* **文書抜粋**

また、必要に応じて、上記ポリイソシアネートとポリオールとを反応させてなる両末端イソシアネート基含有化合物を用いることもできる。
【0033】
水酸基含有(メタ)アクリレートとしては、例えば、2−ヒドロキシエチル(メタ)アクリレート、2−ヒドロキシプロピル(メタ)アクリレート、2−ヒドロキシブチル(メタ)アクリレート、2−ヒドロキシ−3−(メタ)アクリロイロキシプロピル(メタ)アクリレート、ペンタエリスリトールトリ(メタ)アクリレート、ジペンタエリスリトールペンタ(メタ)アクリレート、ジペンタエリスリトールトリ(メタ)アクリレートなどが挙げられる。
【0034】
脂環構造を有するポリイソシアネートと、水酸基含有(メタ)アクリレートとの反応により得られる多官能ウレタン(メタ)アクリレートは、2種以上混合して用いてもよい。
【0035】
成分(A)と成分(B)の配合割合(A:B)は、60:40〜95:5(重量比)である。成分(B)が少なすぎると耐衝撃性や表面硬度などの機械特性が低下、逆に、成分(B)が多すぎると重合性組成物[I]が高粘度になり、樹脂成形体の製造が困難となる。配合割合(A:B)の好ましい範囲は、70:30〜90:10(重量比)、より好ましくは、75:25〜90:10(重量比)、特に好ましくは80:20〜90:10(重量比)である。
【0036】
かくして脂環構造を有する2官能(メタ)アクリレート成分(A)及び脂環構造を有する多官能ウレタン(メタ)アクリレート成分(B)を含有してなる重合性組成物[I]が得られるが、かかる重合性組成物[I]は、光及び熱重合の少なくとも一方により硬化され樹脂成形体とするために、重合開始剤(C)を配合することが好ましく、光重合により硬化する場合は光重合開始剤(C1)を、熱重合により硬化する場合は熱重合開始剤(C2)を配合することが好ましい。光重合と熱重合の両方を行う場合は、光重合開始剤(C1)と熱重合開始剤(C2)を併用してもよい。本発明においては、リタデーションの低減と生産性の点から、光重合が好ましい。

* **提供資料**
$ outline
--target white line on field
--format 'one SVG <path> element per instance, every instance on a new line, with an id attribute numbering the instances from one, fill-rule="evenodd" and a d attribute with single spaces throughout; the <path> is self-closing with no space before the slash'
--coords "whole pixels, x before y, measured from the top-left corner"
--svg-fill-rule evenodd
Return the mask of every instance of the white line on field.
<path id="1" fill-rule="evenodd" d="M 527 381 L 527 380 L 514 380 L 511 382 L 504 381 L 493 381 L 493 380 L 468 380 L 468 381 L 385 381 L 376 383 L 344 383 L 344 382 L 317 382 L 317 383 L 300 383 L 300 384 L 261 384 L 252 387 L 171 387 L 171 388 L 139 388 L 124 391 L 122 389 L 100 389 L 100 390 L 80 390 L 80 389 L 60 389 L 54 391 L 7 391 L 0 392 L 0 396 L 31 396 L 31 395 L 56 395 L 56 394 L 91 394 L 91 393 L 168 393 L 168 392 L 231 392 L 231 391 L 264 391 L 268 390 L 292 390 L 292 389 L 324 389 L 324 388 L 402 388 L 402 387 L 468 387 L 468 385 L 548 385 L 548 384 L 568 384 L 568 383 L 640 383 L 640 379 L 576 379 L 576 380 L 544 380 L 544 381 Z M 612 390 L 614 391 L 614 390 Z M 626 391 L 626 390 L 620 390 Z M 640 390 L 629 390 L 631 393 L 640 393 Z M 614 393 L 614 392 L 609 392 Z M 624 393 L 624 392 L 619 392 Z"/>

* **課題 1**
重合性組成物を扱った文書抜粋から、「また、必要に応じて、上記ポリ」から「の点から、光重合が好ましい。」までを、両端も含めて一字一句違えずに引用してください。
* **課題 2**
文書抜粋によると、成分(A)と成分(B)の配合割合(A:B)の特に好ましい範囲は、重量比でどれだけですか?

* **解答 1**
また、必要に応じて、上記ポリイソシアネートとポリオールとを反応させてなる両末端イソシアネート基含有化合物を用いることもできる。
【0033】
水酸基含有(メタ)アクリレートとしては、例えば、2−ヒドロキシエチル(メタ)アクリレート、2−ヒドロキシプロピル(メタ)アクリレート、2−ヒドロキシブチル(メタ)アクリレート、2−ヒドロキシ−3−(メタ)アクリロイロキシプロピル(メタ)アクリレート、ペンタエリスリトールトリ(メタ)アクリレート、ジペンタエリスリトールペンタ(メタ)アクリレート、ジペンタエリスリトールトリ(メタ)アクリレートなどが挙げられる。
【0034】
脂環構造を有するポリイソシアネートと、水酸基含有(メタ)アクリレートとの反応により得られる多官能ウレタン(メタ)アクリレートは、2種以上混合して用いてもよい。
【0035】
成分(A)と成分(B)の配合割合(A:B)は、60:40〜95:5(重量比)である。成分(B)が少なすぎると耐衝撃性や表面硬度などの機械特性が低下、逆に、成分(B)が多すぎると重合性組成物[I]が高粘度になり、樹脂成形体の製造が困難となる。配合割合(A:B)の好ましい範囲は、70:30〜90:10(重量比)、より好ましくは、75:25〜90:10(重量比)、特に好ましくは80:20〜90:10(重量比)である。
【0036】
かくして脂環構造を有する2官能(メタ)アクリレート成分(A)及び脂環構造を有する多官能ウレタン(メタ)アクリレート成分(B)を含有してなる重合性組成物[I]が得られるが、かかる重合性組成物[I]は、光及び熱重合の少なくとも一方により硬化され樹脂成形体とするために、重合開始剤(C)を配合することが好ましく、光重合により硬化する場合は光重合開始剤(C1)を、熱重合により硬化する場合は熱重合開始剤(C2)を配合することが好ましい。光重合と熱重合の両方を行う場合は、光重合開始剤(C1)と熱重合開始剤(C2)を併用してもよい。本発明においては、リタデーションの低減と生産性の点から、光重合が好ましい。

* **解答 2**
80:20〜90:10(重量比)です。